§ **Document passage**:
————————
TikTok, the Chinese video-sharing platform, barely existed in Africa as recently as 2018, but now it is growing rapidly after adopting a strategy of encouraging local content creators and giving them the tools to express themselves.
The youth-friendly app, which is owned by Chinese tech giant ByteDance, is expanding at the expense of rivals like Instagram by linking up with African influencers, who understand what appeals to local users, particularly Gen Z audiences.
“Instead of serving up videos from only the popular, big-name users on the platform, the individualised feed highlights video content based on the types of videos users like,” TikTok said in a statement to Quartz Africa.
According to the news outlet, TikTok now tops searches for terms like “influencer” in the company’s top three African markets of Kenya, Nigeria and South Africa, having invested in local staff and developed content creators who really understand the African market.
————————
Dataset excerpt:
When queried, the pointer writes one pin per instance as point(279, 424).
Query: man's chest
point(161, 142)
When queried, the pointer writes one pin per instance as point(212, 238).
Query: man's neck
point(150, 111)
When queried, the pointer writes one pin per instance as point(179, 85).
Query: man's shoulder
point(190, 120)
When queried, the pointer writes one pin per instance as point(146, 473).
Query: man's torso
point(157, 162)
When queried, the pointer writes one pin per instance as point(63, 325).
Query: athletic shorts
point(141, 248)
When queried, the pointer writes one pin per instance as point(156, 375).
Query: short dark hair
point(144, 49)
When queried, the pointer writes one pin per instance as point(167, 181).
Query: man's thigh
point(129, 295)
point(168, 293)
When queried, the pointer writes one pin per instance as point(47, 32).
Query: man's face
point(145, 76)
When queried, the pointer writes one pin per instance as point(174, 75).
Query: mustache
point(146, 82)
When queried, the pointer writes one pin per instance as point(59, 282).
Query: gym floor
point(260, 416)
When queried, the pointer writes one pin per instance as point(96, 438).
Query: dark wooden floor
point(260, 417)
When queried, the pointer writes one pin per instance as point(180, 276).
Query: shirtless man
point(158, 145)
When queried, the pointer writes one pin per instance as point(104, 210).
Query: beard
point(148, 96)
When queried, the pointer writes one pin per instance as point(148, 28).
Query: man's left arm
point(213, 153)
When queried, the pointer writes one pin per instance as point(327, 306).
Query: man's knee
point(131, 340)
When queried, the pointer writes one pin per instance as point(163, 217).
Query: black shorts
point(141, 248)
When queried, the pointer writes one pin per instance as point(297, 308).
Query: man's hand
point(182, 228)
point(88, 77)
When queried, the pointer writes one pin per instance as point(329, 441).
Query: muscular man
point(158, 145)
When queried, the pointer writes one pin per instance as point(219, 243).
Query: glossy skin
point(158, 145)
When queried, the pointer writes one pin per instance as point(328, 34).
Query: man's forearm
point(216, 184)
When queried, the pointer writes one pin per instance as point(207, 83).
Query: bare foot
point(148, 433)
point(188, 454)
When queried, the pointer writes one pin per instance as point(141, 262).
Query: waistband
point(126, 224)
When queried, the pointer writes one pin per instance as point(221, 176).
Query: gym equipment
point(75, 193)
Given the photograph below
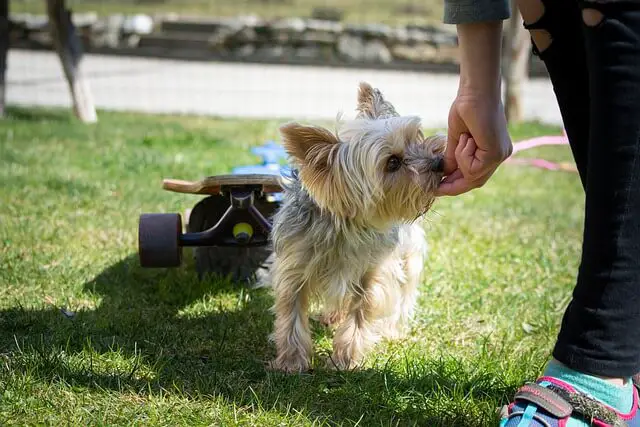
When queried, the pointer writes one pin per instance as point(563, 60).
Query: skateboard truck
point(240, 200)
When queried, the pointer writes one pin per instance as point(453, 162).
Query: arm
point(478, 140)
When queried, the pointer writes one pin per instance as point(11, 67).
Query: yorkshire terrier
point(346, 232)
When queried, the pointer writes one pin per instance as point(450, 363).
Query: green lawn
point(159, 347)
point(354, 11)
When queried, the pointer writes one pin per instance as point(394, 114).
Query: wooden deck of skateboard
point(213, 185)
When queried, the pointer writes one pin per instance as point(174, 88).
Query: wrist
point(480, 46)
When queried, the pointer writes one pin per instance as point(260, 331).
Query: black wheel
point(242, 264)
point(158, 240)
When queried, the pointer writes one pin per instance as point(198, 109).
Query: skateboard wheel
point(158, 240)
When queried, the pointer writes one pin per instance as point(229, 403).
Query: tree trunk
point(69, 49)
point(516, 59)
point(4, 48)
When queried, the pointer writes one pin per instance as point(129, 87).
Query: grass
point(88, 337)
point(377, 11)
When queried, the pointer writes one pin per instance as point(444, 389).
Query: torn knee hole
point(541, 38)
point(592, 17)
point(535, 20)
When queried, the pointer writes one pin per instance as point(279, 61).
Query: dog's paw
point(341, 362)
point(289, 365)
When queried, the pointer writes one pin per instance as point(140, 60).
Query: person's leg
point(556, 34)
point(600, 332)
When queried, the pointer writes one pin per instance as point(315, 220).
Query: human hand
point(477, 142)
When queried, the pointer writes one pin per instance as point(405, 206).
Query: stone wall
point(252, 39)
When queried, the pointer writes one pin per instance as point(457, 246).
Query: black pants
point(595, 72)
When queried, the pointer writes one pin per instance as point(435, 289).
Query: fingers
point(458, 184)
point(449, 158)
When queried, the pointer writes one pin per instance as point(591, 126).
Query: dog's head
point(378, 169)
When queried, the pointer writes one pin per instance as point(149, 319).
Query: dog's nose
point(438, 164)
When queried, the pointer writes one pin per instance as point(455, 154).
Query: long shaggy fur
point(346, 233)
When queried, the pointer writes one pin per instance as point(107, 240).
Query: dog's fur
point(346, 231)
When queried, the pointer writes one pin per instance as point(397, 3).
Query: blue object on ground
point(271, 153)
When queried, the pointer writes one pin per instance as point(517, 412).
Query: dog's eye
point(394, 163)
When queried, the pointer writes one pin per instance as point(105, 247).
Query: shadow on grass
point(39, 114)
point(162, 323)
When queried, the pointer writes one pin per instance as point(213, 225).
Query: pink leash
point(542, 163)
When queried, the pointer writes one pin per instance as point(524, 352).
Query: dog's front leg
point(357, 333)
point(292, 335)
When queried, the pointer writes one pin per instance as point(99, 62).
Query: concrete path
point(243, 90)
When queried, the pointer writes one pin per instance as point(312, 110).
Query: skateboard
point(229, 228)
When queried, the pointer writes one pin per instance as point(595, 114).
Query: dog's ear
point(311, 147)
point(372, 105)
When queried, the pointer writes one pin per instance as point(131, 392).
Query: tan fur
point(346, 233)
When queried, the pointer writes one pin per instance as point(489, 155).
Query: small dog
point(346, 232)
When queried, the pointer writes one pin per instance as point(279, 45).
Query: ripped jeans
point(592, 53)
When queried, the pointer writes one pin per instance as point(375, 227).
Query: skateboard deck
point(213, 184)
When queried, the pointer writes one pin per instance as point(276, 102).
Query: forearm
point(480, 47)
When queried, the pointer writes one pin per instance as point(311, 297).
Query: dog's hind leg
point(292, 334)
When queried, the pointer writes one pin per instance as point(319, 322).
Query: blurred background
point(250, 58)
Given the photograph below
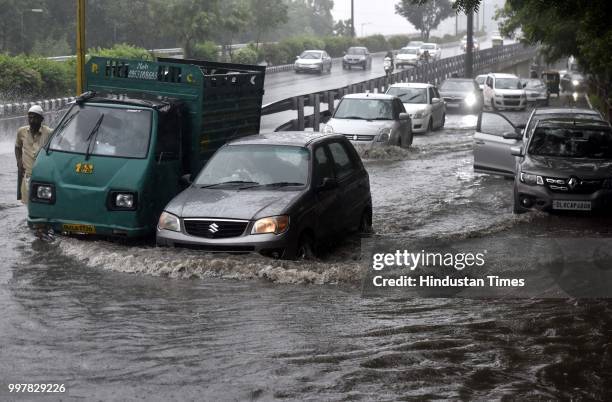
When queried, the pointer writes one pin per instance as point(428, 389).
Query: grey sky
point(378, 16)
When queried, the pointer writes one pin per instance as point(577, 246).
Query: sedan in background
point(278, 194)
point(461, 94)
point(357, 56)
point(316, 61)
point(537, 91)
point(369, 120)
point(423, 103)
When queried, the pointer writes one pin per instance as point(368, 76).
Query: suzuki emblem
point(573, 182)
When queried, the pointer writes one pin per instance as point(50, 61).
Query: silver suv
point(371, 119)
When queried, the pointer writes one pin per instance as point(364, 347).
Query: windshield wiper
point(230, 182)
point(59, 129)
point(91, 138)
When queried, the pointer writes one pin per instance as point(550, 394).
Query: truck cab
point(119, 153)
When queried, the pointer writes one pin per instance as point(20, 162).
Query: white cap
point(36, 109)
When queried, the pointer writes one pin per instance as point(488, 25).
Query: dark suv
point(566, 164)
point(279, 194)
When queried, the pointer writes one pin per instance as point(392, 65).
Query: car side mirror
point(185, 180)
point(516, 151)
point(328, 183)
point(511, 136)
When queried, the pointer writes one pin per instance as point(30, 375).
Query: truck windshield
point(256, 165)
point(593, 143)
point(119, 132)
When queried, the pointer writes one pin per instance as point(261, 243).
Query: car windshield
point(508, 83)
point(457, 86)
point(310, 55)
point(409, 95)
point(572, 142)
point(104, 131)
point(356, 50)
point(256, 165)
point(365, 109)
point(534, 84)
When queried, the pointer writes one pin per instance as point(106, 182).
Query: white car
point(423, 103)
point(504, 91)
point(407, 56)
point(434, 50)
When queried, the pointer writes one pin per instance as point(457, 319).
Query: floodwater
point(117, 322)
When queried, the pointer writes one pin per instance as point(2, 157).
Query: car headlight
point(470, 100)
point(122, 200)
point(532, 179)
point(43, 193)
point(273, 224)
point(168, 221)
point(383, 134)
point(328, 129)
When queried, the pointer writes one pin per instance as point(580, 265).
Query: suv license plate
point(572, 205)
point(78, 228)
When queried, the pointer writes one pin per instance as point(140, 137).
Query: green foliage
point(375, 43)
point(205, 51)
point(425, 15)
point(246, 55)
point(122, 51)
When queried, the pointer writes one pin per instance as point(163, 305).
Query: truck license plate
point(572, 205)
point(78, 228)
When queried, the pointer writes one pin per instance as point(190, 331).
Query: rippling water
point(117, 322)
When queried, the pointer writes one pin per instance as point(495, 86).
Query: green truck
point(126, 146)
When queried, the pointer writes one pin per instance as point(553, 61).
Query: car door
point(328, 201)
point(350, 185)
point(491, 150)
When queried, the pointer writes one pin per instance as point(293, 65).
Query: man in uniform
point(29, 141)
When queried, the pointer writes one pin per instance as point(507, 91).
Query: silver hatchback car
point(370, 120)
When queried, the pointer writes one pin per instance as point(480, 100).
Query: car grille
point(359, 137)
point(215, 229)
point(574, 185)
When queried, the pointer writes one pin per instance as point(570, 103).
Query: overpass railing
point(433, 73)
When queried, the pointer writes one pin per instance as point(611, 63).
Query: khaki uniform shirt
point(30, 145)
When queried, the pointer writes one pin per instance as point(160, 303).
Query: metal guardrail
point(433, 72)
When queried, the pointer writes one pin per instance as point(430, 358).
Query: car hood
point(366, 127)
point(412, 108)
point(246, 204)
point(564, 167)
point(308, 61)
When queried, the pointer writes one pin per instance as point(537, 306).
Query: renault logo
point(573, 182)
point(213, 228)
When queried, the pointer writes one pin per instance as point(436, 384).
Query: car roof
point(292, 138)
point(411, 85)
point(564, 110)
point(369, 95)
point(502, 75)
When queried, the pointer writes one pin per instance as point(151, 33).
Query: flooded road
point(113, 322)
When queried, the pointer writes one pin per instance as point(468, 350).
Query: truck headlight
point(383, 134)
point(122, 200)
point(168, 221)
point(328, 129)
point(42, 192)
point(531, 179)
point(272, 224)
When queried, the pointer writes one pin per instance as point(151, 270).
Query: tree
point(425, 16)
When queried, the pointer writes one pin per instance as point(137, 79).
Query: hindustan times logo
point(412, 260)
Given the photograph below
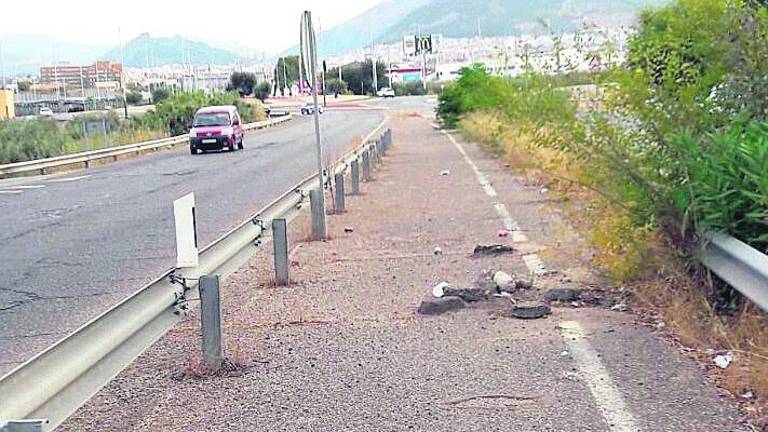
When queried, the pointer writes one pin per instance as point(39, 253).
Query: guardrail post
point(354, 177)
point(210, 317)
point(318, 215)
point(280, 241)
point(340, 204)
point(366, 166)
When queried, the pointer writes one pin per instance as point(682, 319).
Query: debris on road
point(509, 283)
point(563, 295)
point(723, 361)
point(439, 289)
point(439, 306)
point(492, 250)
point(620, 307)
point(530, 310)
point(470, 295)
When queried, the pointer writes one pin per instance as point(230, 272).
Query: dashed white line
point(594, 374)
point(534, 263)
point(510, 224)
point(26, 187)
point(487, 187)
point(69, 179)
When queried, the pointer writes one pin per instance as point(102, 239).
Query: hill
point(392, 20)
point(23, 54)
point(146, 50)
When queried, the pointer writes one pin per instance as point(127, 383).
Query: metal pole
point(355, 177)
point(340, 204)
point(280, 241)
point(317, 205)
point(210, 318)
point(366, 166)
point(122, 73)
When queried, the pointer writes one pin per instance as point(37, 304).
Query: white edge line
point(594, 374)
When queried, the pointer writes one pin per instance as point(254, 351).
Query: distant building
point(404, 74)
point(7, 111)
point(102, 74)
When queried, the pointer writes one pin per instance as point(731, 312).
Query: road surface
point(73, 245)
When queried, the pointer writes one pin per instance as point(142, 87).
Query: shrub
point(409, 89)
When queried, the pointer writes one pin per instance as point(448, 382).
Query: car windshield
point(211, 119)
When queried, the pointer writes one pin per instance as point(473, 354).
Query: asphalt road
point(73, 245)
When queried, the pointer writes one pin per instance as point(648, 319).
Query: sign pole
point(309, 61)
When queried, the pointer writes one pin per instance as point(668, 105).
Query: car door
point(237, 125)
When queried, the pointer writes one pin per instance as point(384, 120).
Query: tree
point(287, 74)
point(262, 91)
point(242, 82)
point(359, 76)
point(160, 94)
point(335, 85)
point(134, 97)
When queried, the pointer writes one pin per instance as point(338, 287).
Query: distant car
point(216, 128)
point(309, 108)
point(386, 92)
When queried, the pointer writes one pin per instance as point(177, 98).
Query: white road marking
point(532, 261)
point(535, 264)
point(510, 224)
point(593, 373)
point(69, 179)
point(25, 187)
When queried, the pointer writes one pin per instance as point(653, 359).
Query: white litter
point(723, 361)
point(439, 289)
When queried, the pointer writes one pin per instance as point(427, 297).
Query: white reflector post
point(186, 232)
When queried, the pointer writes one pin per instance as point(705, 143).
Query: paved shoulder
point(343, 348)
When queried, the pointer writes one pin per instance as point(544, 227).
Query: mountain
point(392, 20)
point(146, 50)
point(24, 54)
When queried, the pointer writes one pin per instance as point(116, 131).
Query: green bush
point(31, 139)
point(262, 91)
point(672, 145)
point(409, 89)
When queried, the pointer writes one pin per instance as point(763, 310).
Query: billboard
point(415, 45)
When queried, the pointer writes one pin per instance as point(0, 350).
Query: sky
point(270, 26)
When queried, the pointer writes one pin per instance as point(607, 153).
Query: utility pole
point(277, 76)
point(122, 73)
point(2, 66)
point(285, 77)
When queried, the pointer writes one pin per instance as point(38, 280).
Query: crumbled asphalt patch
point(439, 306)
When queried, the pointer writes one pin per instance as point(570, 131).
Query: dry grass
point(640, 259)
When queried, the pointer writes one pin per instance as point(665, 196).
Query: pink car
point(216, 128)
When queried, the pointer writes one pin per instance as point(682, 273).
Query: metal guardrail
point(55, 383)
point(42, 165)
point(741, 266)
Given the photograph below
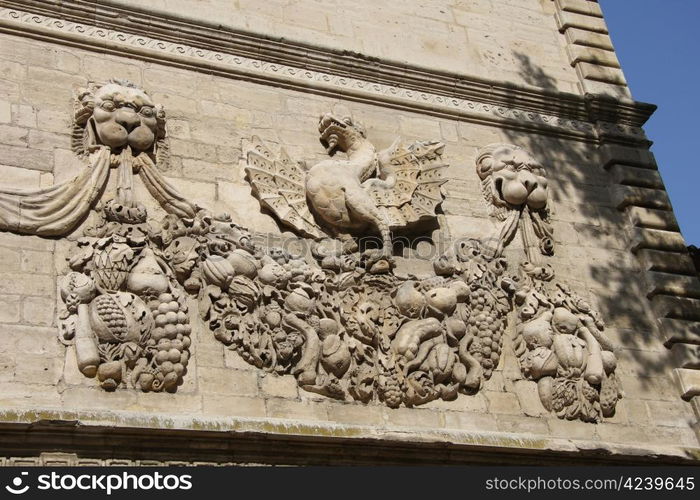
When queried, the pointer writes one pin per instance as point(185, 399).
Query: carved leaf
point(278, 182)
point(418, 189)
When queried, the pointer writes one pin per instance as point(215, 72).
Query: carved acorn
point(147, 277)
point(216, 270)
point(119, 317)
point(461, 290)
point(273, 274)
point(441, 361)
point(409, 301)
point(570, 351)
point(299, 301)
point(537, 332)
point(442, 299)
point(77, 288)
point(335, 355)
point(243, 263)
point(244, 291)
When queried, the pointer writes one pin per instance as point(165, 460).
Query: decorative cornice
point(284, 442)
point(109, 28)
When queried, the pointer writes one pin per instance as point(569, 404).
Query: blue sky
point(657, 43)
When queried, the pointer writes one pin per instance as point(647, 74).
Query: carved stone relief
point(515, 186)
point(340, 320)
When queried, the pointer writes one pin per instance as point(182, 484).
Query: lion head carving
point(511, 177)
point(118, 114)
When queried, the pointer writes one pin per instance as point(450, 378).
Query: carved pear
point(408, 300)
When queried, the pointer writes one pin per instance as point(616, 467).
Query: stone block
point(355, 414)
point(9, 308)
point(652, 218)
point(605, 74)
point(39, 311)
point(588, 39)
point(232, 406)
point(689, 381)
point(38, 369)
point(5, 112)
point(603, 88)
point(580, 54)
point(413, 417)
point(670, 413)
point(656, 239)
point(14, 135)
point(282, 386)
point(503, 403)
point(673, 284)
point(467, 421)
point(227, 381)
point(95, 398)
point(679, 331)
point(296, 410)
point(519, 424)
point(635, 176)
point(572, 429)
point(529, 398)
point(566, 19)
point(624, 196)
point(687, 355)
point(9, 259)
point(585, 7)
point(666, 306)
point(22, 157)
point(36, 262)
point(626, 155)
point(26, 284)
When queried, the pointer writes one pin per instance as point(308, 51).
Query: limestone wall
point(211, 116)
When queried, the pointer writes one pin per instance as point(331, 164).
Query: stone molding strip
point(87, 439)
point(672, 282)
point(108, 29)
point(589, 47)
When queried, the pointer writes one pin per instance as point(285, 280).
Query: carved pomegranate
point(336, 355)
point(218, 271)
point(442, 299)
point(243, 263)
point(299, 301)
point(273, 274)
point(120, 317)
point(441, 360)
point(408, 300)
point(147, 276)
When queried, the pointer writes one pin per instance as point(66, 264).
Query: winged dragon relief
point(363, 191)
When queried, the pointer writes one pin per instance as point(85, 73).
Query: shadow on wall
point(533, 74)
point(592, 244)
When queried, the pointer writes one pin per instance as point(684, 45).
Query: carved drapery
point(339, 320)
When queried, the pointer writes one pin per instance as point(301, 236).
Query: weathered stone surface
point(567, 19)
point(634, 176)
point(624, 196)
point(240, 380)
point(579, 54)
point(652, 218)
point(588, 38)
point(689, 381)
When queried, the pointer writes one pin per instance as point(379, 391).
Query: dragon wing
point(279, 184)
point(417, 192)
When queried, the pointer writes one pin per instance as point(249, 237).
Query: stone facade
point(545, 307)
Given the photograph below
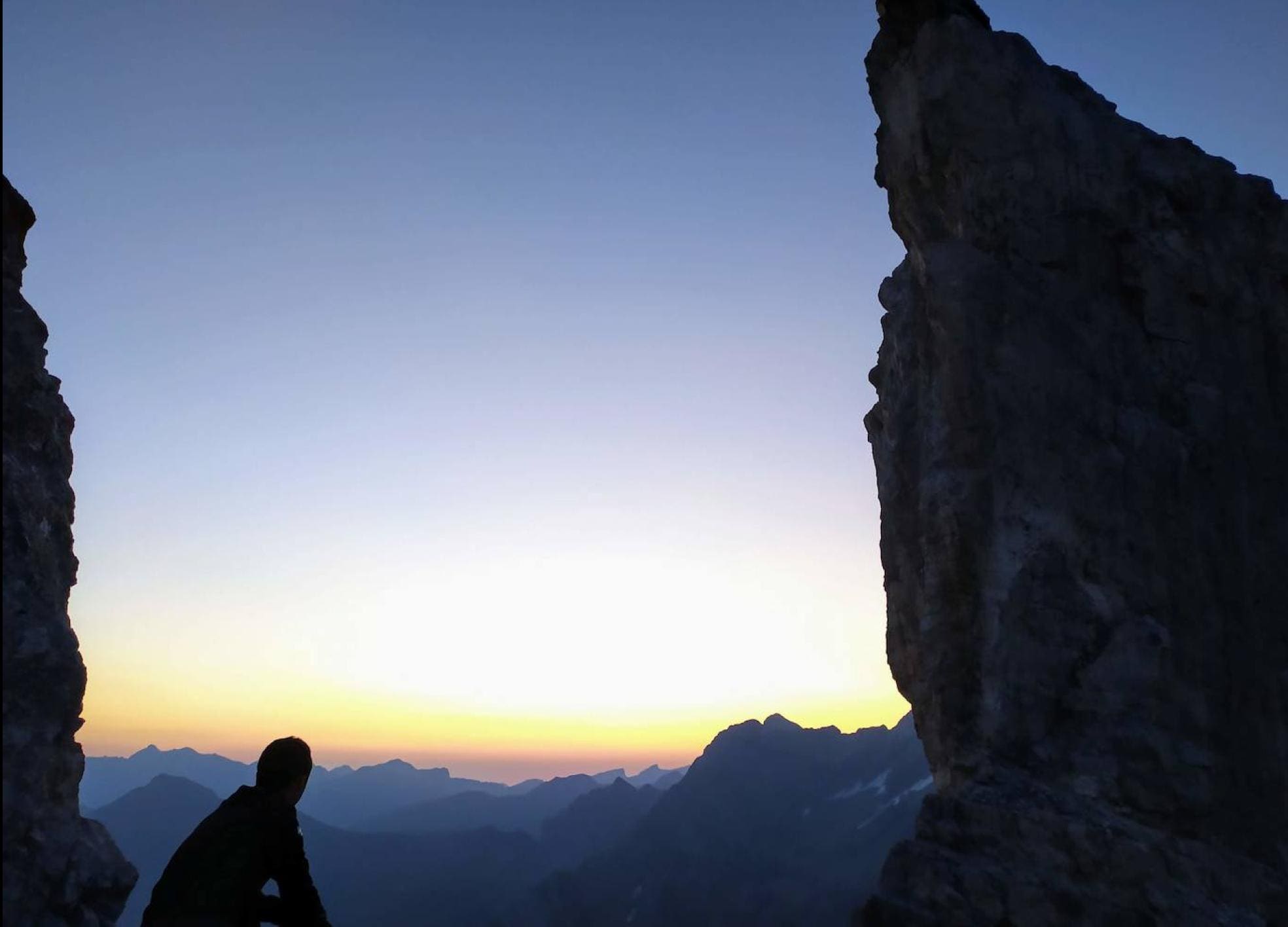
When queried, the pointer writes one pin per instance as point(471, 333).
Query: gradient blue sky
————————
§ **Tasks and exercises**:
1. In the passage about TikTok's growth in Africa, which three countries are named as the company's top African markets?
2. Extend the passage about TikTok's growth in Africa, picking up right after its final sentence.

§ **Written answers**:
1. Kenya, Nigeria and South Africa.

2.
For example, Nigerian Mc Shem Comedian posted his first TikTok video in May 2019 and now has 2.4 million followers on his TikTok account alone, or more than his following on YouTube and Instagram combined.
Mike Otieno, co-founder of Wowzi Technologies, a Kenyan influencer marketing platform, said localised content like that is an important feature for African users.
“If you want to think of Africa from a community standpoint, it’s very tight-knit, very highly networked,” he said. “Therefore, if people are able to see their friends, people they know, celebrities they know, [and] what they are doing, it becomes a very powerful as a feature.”
Much of TikTok’s ability to help create very localised hashtags that appeal to African content creators is due in part to the app’s powerful algorithm that uses location data and user tastes to recommend content under a tab called “for you”, Quartz Africa reported.
For example, a TikTok user in Kenya could log into the app and gain access to a range of videos from creators in the country and worldwide, so encouraging more visibility and followers.
In addition, TikTok offers a suite of support tools for African content creators, which gives it an edge over Instagram and Facebook, whose third-party tools can take up valuable data and space on devices on the continent.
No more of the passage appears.